Goal –
Scale the rows below by copying every line, requests included, with each coordinate in the answers multiplied by 0.2 and rounded to the nearest whole number, halves rounding up.
____
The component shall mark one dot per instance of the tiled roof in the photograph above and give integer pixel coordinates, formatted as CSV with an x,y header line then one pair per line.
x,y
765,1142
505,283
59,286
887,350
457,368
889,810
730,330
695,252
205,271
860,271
____
Correct answer –
The component shall mark one dot per instance of the tiled roof in the photograph above and give integer pixel coordinates, formatted as CSV with an x,y header line then one pair per line.
x,y
153,228
101,57
12,57
177,70
91,74
178,162
146,66
139,50
41,54
172,54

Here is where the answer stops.